[What you are asked to do] Give the records below again exactly, and exclude each picture.

[Input records]

= = = =

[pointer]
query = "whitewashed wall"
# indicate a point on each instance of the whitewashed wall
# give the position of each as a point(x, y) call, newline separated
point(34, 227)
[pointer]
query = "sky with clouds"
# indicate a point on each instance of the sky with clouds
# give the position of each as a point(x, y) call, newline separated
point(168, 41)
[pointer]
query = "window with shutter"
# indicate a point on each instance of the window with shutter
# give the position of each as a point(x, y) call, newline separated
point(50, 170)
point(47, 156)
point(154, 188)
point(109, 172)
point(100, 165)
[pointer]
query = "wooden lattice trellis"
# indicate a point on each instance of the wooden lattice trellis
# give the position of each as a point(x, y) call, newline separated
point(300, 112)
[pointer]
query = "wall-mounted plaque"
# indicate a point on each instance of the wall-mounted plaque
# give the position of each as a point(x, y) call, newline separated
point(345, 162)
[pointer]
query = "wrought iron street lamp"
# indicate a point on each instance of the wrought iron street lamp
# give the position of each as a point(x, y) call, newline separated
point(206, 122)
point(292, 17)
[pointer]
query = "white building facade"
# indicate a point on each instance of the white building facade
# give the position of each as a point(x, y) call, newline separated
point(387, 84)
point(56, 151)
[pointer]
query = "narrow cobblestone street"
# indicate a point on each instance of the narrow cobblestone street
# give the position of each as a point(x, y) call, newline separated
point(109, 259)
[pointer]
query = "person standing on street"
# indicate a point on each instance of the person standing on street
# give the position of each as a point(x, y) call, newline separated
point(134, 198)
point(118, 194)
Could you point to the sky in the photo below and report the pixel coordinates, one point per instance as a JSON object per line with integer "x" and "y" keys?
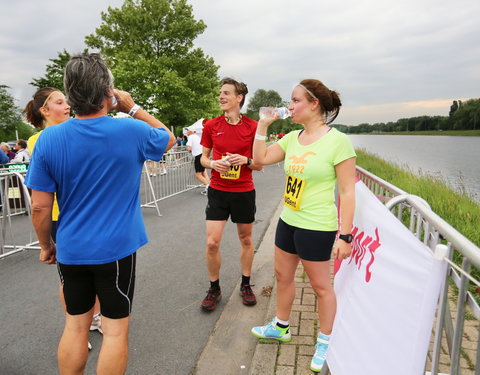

= = = =

[Result for this exercise]
[pointer]
query = "whitewashed wall"
# indicate a point on each instance of the whitewashed wall
# give the position of each as a point(x, y) call, newline separated
point(34, 227)
[pointer]
query = "sky with clouds"
# indicate a point on each instance of the sky with clouds
# give the position of each as a point(x, y) call, newline separated
point(168, 41)
[pointer]
query = "window with shutter"
# indicate a point on each instance of the window with shutter
# give the position of each as a point(x, y) call, newline separated
point(50, 170)
point(47, 156)
point(154, 188)
point(109, 172)
point(100, 165)
[pointer]
query = "wooden lattice trellis"
# indicate a point on each instance of the wooden lattice trellis
# give the position of each as a point(x, y) call, newline separated
point(300, 112)
[pointer]
query = "wall-mounted plaque"
# indicate a point on each instance of the wall-mounted plaque
# give the position of each as a point(x, y) call, newline separated
point(345, 162)
[pointer]
query = "wrought iron street lamp"
# indicate a point on each instance of the wrought iron street lamp
# give the position of each as a point(x, y) call, newline separated
point(206, 122)
point(292, 17)
[pointer]
query = "white building facade"
# indicate a point on each instance of the white building facade
# give the position of each as a point(x, y) call, newline separated
point(387, 84)
point(56, 151)
[pointer]
query = "narrow cobblestone street"
# indicate a point on each instance of the narrow cobblestone street
# give the position of each as a point(x, y) call, newline separated
point(109, 259)
[pointer]
query = "person standing on street"
# indicate a point on each instance of the person standing on street
# give the position of each as a point(x, y) call, newline separated
point(134, 198)
point(118, 194)
Could you point to the sky in the photo below and report the pixel coordinates, one point per instance as a JSON object per line with integer "x" and "y" keys?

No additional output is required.